**Directions:** Reproduce the data word for word, starting at the line that contains "Phrase: entrance portico" and ending with the final line of the data.

**Dataset rows:**

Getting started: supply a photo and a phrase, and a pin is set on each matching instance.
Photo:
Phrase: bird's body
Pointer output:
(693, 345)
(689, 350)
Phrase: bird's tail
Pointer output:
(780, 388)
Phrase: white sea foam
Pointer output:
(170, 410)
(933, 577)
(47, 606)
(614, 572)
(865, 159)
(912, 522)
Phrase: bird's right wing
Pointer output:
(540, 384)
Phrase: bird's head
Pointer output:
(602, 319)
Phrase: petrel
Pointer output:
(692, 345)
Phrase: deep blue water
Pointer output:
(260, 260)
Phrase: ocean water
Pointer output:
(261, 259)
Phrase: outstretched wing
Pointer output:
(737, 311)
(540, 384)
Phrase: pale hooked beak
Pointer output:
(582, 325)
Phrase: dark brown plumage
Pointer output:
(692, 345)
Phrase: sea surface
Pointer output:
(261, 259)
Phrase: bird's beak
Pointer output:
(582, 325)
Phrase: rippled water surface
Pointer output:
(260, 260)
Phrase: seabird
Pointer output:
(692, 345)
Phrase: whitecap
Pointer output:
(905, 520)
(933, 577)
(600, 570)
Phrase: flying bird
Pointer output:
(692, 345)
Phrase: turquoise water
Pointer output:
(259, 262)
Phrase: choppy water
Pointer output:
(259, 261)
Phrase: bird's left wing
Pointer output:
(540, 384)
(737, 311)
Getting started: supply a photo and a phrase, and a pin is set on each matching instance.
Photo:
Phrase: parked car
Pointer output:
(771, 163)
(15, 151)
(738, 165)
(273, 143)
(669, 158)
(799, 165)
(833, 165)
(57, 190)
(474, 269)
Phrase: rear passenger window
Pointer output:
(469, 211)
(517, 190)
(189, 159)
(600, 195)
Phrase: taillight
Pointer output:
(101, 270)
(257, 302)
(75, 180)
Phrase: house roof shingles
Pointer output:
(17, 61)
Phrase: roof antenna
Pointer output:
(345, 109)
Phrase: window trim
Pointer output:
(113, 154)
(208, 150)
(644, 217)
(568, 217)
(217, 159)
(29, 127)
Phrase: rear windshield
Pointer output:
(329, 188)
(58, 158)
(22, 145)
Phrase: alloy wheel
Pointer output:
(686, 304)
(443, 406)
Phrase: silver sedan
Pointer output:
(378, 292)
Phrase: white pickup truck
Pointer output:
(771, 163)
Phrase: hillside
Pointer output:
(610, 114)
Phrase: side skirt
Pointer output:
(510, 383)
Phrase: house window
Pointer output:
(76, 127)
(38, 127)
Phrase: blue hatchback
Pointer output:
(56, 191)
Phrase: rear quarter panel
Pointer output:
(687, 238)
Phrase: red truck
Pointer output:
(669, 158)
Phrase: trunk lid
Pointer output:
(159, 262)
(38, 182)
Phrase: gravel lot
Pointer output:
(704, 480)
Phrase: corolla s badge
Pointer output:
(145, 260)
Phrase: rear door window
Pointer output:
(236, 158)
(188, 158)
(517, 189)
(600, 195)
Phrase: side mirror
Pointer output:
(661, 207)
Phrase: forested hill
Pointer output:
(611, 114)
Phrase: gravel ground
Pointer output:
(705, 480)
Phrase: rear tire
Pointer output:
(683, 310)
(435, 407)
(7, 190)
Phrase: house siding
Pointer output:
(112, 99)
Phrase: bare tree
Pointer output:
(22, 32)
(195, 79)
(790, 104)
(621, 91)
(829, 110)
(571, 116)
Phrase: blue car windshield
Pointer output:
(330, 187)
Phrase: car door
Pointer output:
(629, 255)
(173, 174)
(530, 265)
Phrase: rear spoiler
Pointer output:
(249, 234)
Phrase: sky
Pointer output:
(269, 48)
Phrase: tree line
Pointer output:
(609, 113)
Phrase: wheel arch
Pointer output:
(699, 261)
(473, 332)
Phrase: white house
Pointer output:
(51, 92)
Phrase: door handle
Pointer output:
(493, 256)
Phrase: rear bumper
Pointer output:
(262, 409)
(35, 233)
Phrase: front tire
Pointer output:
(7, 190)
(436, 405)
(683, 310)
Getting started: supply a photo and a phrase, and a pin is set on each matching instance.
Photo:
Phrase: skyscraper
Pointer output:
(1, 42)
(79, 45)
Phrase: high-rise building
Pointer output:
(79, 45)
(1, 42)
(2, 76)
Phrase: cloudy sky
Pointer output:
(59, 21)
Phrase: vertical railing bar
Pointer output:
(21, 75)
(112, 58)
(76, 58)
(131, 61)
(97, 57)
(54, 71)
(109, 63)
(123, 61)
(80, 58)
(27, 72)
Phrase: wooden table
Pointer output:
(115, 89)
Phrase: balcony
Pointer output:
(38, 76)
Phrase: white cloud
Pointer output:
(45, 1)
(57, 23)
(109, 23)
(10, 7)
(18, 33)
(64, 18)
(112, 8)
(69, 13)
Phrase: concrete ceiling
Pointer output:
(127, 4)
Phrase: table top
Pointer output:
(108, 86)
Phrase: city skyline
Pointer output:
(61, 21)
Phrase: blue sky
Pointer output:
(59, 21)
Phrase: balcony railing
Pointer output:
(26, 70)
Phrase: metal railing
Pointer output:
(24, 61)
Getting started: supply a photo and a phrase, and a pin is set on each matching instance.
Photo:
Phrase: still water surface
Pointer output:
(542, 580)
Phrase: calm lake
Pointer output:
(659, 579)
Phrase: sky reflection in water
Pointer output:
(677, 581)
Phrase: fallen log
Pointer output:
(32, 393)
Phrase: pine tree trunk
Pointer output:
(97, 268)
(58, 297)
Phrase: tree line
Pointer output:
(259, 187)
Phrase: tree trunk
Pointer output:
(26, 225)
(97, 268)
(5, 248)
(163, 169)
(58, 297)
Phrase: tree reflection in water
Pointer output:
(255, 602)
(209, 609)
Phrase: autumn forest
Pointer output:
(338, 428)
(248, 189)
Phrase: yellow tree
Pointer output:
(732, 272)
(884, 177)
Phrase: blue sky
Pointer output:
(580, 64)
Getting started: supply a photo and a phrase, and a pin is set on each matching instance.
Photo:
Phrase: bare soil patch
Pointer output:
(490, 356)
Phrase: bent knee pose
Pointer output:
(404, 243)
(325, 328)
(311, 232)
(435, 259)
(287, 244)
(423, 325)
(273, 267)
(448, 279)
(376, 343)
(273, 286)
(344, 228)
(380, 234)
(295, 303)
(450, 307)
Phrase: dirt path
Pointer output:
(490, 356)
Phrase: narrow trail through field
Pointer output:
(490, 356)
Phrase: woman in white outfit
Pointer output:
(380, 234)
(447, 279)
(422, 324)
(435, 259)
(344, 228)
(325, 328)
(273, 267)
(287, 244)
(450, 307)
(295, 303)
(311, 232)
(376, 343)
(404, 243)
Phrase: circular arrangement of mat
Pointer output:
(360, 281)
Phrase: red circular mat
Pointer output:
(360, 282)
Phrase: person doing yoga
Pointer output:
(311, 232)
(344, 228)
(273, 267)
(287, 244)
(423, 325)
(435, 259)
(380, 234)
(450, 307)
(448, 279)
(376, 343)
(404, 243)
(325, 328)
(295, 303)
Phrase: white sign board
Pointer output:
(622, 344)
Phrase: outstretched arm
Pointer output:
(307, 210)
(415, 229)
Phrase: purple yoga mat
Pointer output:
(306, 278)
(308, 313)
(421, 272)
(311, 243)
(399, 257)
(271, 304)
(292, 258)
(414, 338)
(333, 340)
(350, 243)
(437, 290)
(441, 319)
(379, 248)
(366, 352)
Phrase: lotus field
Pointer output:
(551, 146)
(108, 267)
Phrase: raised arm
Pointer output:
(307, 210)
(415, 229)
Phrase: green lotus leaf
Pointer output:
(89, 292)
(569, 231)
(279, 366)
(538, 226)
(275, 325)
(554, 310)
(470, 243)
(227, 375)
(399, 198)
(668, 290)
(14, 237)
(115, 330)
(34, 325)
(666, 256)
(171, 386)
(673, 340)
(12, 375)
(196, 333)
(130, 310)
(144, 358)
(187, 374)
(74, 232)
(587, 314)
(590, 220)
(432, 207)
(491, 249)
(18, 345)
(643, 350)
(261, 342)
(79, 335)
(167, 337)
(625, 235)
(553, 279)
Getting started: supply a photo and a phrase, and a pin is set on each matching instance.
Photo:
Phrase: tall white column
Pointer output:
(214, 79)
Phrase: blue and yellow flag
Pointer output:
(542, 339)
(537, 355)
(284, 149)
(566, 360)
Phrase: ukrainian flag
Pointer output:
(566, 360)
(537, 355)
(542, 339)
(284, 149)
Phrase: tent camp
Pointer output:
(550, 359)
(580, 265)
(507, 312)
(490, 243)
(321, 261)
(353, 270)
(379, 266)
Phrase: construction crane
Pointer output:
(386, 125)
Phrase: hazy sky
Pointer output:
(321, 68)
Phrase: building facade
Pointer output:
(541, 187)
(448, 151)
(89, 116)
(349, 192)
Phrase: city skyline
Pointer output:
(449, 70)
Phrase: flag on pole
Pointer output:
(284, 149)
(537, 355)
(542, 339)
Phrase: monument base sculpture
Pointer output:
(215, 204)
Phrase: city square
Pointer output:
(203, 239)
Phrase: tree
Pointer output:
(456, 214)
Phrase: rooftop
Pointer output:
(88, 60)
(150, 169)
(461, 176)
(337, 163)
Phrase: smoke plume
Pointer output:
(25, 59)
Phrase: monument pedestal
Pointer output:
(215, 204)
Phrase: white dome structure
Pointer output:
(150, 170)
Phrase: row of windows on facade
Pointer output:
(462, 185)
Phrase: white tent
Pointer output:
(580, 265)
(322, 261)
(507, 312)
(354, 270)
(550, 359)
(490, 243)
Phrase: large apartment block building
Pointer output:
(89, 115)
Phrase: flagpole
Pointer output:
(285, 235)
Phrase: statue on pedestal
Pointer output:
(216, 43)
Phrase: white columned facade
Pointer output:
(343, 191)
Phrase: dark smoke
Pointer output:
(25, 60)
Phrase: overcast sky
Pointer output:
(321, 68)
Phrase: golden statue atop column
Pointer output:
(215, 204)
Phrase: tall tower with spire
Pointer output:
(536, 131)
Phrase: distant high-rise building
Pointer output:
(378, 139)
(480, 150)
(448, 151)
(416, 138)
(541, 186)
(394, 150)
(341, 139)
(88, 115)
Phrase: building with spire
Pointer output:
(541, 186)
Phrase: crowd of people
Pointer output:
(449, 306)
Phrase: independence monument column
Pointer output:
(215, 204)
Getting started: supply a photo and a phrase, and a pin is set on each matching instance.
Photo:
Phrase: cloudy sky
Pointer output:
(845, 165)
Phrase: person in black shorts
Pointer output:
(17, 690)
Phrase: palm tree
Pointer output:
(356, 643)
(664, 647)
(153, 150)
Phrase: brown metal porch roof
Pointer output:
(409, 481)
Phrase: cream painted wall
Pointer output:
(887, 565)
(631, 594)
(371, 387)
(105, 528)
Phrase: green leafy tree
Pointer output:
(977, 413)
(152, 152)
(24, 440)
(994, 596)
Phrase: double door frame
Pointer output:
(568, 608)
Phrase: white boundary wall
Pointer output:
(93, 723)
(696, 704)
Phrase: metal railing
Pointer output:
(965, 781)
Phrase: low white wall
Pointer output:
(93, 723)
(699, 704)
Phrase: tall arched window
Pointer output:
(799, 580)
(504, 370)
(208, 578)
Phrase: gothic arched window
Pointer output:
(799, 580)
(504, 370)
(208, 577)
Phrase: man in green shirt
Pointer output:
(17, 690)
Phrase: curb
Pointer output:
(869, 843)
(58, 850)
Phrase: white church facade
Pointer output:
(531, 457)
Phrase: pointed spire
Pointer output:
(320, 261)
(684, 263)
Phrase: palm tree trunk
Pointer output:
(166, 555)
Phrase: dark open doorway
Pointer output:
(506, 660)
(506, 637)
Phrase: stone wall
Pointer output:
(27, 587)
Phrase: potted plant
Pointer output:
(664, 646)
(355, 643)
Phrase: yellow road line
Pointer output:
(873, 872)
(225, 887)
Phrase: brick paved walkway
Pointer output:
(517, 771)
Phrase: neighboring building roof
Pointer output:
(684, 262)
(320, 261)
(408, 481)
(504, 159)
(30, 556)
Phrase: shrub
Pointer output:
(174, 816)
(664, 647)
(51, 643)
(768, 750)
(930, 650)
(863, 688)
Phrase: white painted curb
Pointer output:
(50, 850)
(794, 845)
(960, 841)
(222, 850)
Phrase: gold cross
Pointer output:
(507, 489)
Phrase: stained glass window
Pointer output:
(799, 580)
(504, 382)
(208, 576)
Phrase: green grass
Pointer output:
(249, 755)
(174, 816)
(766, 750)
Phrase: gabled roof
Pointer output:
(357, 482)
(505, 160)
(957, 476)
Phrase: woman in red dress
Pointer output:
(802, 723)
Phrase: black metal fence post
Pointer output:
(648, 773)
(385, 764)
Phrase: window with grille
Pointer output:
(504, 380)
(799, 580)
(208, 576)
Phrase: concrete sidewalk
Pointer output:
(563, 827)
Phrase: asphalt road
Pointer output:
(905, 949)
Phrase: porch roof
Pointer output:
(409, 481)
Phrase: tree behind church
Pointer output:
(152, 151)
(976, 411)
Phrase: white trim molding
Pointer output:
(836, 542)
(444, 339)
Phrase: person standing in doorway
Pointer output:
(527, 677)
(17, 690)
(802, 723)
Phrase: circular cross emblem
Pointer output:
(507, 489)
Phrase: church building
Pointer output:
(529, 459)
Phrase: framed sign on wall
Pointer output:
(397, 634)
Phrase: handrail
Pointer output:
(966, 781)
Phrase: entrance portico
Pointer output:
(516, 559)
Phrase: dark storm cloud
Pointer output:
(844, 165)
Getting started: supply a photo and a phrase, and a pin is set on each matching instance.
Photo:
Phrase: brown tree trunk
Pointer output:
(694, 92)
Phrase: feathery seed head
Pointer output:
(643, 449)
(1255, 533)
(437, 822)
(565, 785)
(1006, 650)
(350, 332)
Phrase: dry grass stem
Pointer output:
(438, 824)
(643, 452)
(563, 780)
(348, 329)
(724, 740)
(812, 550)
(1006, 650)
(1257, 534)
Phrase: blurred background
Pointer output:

**Answer for the task:**
Phrase: entrance portico
Pointer output:
(516, 559)
Phrase: dark storm cloud
Pointer output:
(844, 165)
Getting started: supply a photo and a phrase, and a pin is set on each matching instance.
Photo:
Phrase: brown tree trunk
Pointer output:
(694, 92)
Phrase: feathery seed head
Pointer output:
(643, 449)
(1255, 533)
(437, 822)
(565, 785)
(1006, 650)
(350, 332)
Phrase: dry grass stem
Pointer output:
(438, 824)
(643, 452)
(563, 780)
(348, 329)
(724, 740)
(812, 550)
(1006, 650)
(1257, 534)
Phrase: blurred background
Pointer output:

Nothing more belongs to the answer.